---- Data excerpts

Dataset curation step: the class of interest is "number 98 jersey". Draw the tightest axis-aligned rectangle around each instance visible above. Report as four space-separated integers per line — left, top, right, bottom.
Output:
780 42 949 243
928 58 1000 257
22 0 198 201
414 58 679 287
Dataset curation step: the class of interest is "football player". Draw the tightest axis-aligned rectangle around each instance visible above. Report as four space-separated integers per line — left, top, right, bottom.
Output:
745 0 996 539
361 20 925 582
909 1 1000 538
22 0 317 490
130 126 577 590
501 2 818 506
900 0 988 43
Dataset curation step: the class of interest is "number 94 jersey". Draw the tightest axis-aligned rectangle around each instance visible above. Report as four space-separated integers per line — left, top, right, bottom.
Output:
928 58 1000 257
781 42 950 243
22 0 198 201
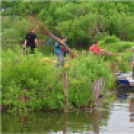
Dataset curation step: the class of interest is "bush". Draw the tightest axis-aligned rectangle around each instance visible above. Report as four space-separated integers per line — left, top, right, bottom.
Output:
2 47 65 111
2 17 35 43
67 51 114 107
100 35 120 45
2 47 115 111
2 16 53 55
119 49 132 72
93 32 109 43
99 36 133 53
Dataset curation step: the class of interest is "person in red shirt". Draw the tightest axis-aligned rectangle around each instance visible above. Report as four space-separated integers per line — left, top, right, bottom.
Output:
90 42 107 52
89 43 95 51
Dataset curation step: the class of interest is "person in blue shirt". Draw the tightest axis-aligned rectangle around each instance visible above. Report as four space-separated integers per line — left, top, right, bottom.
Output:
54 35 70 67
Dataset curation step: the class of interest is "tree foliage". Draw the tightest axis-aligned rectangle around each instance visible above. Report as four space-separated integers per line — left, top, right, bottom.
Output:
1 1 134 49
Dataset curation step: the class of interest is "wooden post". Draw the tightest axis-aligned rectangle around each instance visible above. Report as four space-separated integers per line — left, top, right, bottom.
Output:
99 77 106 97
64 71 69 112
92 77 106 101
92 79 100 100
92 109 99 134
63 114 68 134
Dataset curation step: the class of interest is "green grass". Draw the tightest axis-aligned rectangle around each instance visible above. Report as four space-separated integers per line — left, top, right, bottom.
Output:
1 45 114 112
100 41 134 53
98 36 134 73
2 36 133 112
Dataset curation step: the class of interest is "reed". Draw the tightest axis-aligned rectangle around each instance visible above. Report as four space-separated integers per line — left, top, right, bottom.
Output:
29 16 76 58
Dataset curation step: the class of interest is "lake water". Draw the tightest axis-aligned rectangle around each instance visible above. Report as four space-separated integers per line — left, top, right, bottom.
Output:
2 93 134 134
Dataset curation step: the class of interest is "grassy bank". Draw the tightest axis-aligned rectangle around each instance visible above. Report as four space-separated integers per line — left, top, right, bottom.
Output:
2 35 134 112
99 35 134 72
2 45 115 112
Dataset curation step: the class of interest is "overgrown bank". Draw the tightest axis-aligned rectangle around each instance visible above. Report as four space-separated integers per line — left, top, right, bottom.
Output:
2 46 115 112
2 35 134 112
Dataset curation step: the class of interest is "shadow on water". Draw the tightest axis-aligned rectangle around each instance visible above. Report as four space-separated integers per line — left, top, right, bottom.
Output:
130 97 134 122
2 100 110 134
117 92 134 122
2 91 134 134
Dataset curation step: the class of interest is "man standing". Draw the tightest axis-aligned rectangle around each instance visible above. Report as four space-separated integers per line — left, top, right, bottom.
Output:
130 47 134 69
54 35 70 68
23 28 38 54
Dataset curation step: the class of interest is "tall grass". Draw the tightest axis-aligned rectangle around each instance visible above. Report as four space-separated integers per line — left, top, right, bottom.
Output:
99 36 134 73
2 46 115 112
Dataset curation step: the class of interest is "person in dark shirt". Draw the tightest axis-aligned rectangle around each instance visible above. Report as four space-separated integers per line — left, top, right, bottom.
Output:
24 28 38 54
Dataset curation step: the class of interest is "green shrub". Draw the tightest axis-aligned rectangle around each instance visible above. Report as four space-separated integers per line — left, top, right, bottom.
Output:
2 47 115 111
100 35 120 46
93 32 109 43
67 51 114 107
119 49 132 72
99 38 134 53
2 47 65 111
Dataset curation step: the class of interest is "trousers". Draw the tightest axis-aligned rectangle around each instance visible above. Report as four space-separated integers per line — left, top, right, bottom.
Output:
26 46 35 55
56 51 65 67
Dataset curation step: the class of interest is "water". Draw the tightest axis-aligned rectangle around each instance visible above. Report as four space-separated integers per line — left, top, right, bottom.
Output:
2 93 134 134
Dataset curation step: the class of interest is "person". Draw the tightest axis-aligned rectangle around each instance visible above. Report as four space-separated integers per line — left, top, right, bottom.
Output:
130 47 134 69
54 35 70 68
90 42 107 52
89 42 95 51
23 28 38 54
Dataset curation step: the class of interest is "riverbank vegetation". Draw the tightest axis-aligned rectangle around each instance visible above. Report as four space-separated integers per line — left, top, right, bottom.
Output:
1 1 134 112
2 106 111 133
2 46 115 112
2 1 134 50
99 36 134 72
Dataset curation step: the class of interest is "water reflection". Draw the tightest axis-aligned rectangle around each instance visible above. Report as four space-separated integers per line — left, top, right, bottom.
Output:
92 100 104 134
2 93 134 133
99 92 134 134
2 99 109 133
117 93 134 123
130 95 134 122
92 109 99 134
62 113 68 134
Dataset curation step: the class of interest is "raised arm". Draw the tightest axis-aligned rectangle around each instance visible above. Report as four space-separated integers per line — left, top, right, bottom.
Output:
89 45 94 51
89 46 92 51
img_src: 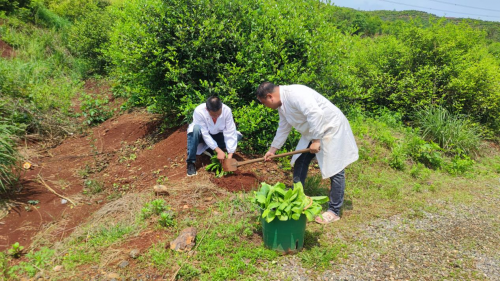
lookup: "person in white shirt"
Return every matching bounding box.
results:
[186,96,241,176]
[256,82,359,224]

--------

Task statement
Each record above is to be restated exactly, with its pictures removed from the copy.

Answer for this exercise
Dataset curation step: the class of interest is "number 98 jersey". Draw the tightest axis-aligned rectangle around each instance visible above. Report as four space-separated integers per line — left, top, right, bottom.
Output:
780 42 949 243
928 58 1000 257
22 0 198 201
414 58 679 287
Dataset curation step: the class of interest is "football player". Draw the tightest axis-aligned rectangle around each instance visible above. Report as four space-separated integers per line — left, top, right, bottom.
Output:
745 0 996 539
361 20 925 582
909 1 1000 538
22 0 317 490
130 126 577 590
501 2 818 506
900 0 988 43
Dataset curation step: the class of interest is "number 94 jersey". Draw the tightest axis-aligned rectangle around each instance visible above. Report as four space-separated integers per line — left, top, right, bottom.
Output:
928 58 1000 257
781 42 950 243
22 0 198 201
Dataset curation step: the class of interest is "bush". Draw the tightest axis-aligned rectangle around each instance visible above. Report as four space-separated integers per line — left, top, right, bottom.
Output:
2 47 65 111
2 17 35 43
67 51 114 107
100 35 120 45
2 47 115 111
2 16 53 55
119 49 132 72
93 32 109 43
99 36 133 53
Dataset curation step: the class of interest is "person in red shirt". Draw the tightest axis-aligned rectangle around each instance visible above. Report as four space-separated integers per line — left, top, right, bottom.
Output:
90 42 107 52
89 43 95 51
Dataset curation step: the class of interest is "person in blue shirt". Draw the tightest axis-aligned rectangle around each instance visible above. Report as four space-separated integers per line — left, top, right, bottom.
Output:
54 35 70 67
Dataset curation step: the class of interest is "tree foliage". Draw the tightest axis-aligned rectangle around each instance visible above. Report as four space-separated integers per line — left, top, right, bottom.
Output:
1 1 134 49
Dataset curation step: the class of interest is "wooden post". Draw the tightest axis-aligned rectangle around each instance visible above. Report as four space-separated integers per line — left, top, right, bottom.
Output:
99 77 106 97
64 71 69 112
92 77 106 101
92 79 100 100
92 109 99 134
63 114 68 134
Dataset curation step: the class of interest is "green grass". Draw the tightest axis-aligned rectangle around each instance visible above. Report as four space-separated integers per line — left, top, right, bottom.
Output:
1 45 114 112
100 41 134 53
98 36 134 73
2 36 133 112
Dataset curation step: the class of interest is "reed". Draw the tightest axis-aligned rectangle around each instance visible above. Report as four space-separated integers per line — left, top, right, bottom.
Output:
29 16 76 58
Dataset curation step: the class of interest is "lake water". Draw the tightest axis-aligned rectangle around each instance visible above. Report as four space-separated integers per line — left, top, right, bottom.
Output:
2 93 134 134
Dataset curation step: the class of interest is "grassy bank". Draw the tightest axis-aligned rectangle around each instance visible above. Report as four space-separated integers per line — left, top, right, bottom.
Output:
2 35 134 112
99 35 134 72
2 45 115 112
Dataset curation step: the class of interest is "overgrown bank". Draw the tightest axis-aligned rectangle around each instance visible above. Report as four space-separated integers per line — left, top, right, bottom.
Output:
2 46 115 112
2 35 134 112
Dataset curation step: the class of interest is "shadow on water". Draw the tightest axis-aligned rectangle around each instance visible above. Report as four space-separated integers per line — left, top, right, bottom.
Output:
130 97 134 122
2 100 110 134
117 92 134 122
2 91 134 134
Dataset curation step: the class of interest is "man standing". Draw the tightest axis-aligned rectangle around each instance visible above. Report as four space-separated integers per line — left, top, right, bottom.
Output:
130 47 134 69
54 35 70 68
23 28 38 54
Dataset curation step: the class of interest is "tall grass". Draw the tightest axis-aligned rectangle around each instance visible above. Report as four space-separated integers per line — left, top, right, bottom.
Output:
99 36 134 73
2 46 115 112
Dataset curation step: the class of interest is "person in dark shirt". Draw the tightest axis-aligned rectangle around each instance visible above. Report as four space-separated integers per line — left, top, right, bottom.
Output:
24 28 38 54
Dataset curation step: the class of interest is "green shrub". Draw the tightest axis-aligned rectangle around each instance visible above. Report as four space-separated integers per line — left, top, right, bottom.
Output:
2 47 115 111
100 35 120 46
93 32 109 43
67 51 114 107
119 49 132 72
99 38 134 53
2 47 65 111
Dataset curation step: the class of interest is "trousers". Draw the tightest axis-aligned rectangle around each instance visible above. Report as four space-separated integers per line — left, top, right, bottom.
Output:
26 46 35 55
56 51 65 67
Dataset curation step: the class of interest is "water". Draw the tightest axis-aligned rectangle around each instance visible above. Report as four space-separated integers per line — left, top, right, bottom.
Output:
2 93 134 134
Dataset curation step: the class of interest is "person". Draw the tightest axis-aligned rectangle around each instance visible above. Report as four space-separated integers per line — left, top, right, bottom.
Output:
130 47 134 69
54 35 70 68
90 42 107 52
89 42 95 51
23 28 38 54
Dataset curation step: the class of interest is "riverbank vegetation". Draw the tightest axis-aligned rectangle around each instance visible above. Report as four space-separated integers per line — left, top, right, bottom.
Output:
1 1 134 112
2 106 111 133
2 46 115 112
2 1 134 50
99 36 134 72
Dataset curation step: the class of interest is "water reflection". Draw the tightest axis-aligned rectangle around each instance visible above. Report as four space-separated integers per line — left, top, right, bottom.
Output:
92 100 104 134
2 93 134 133
99 92 134 134
2 99 109 133
117 93 134 123
130 95 134 122
92 109 99 134
62 113 68 134
Dataset curation step: the class of interest is "raised arm". Draw the tightest axis-aligned rectangle around each instance visible above. Report as four space-separated integers per line — left, top, right, bottom.
Output:
89 45 94 51
89 46 92 51
img_src: 
lookup: "person in white shirt"
Return every matching bounding box.
results:
[186,96,241,176]
[256,82,359,224]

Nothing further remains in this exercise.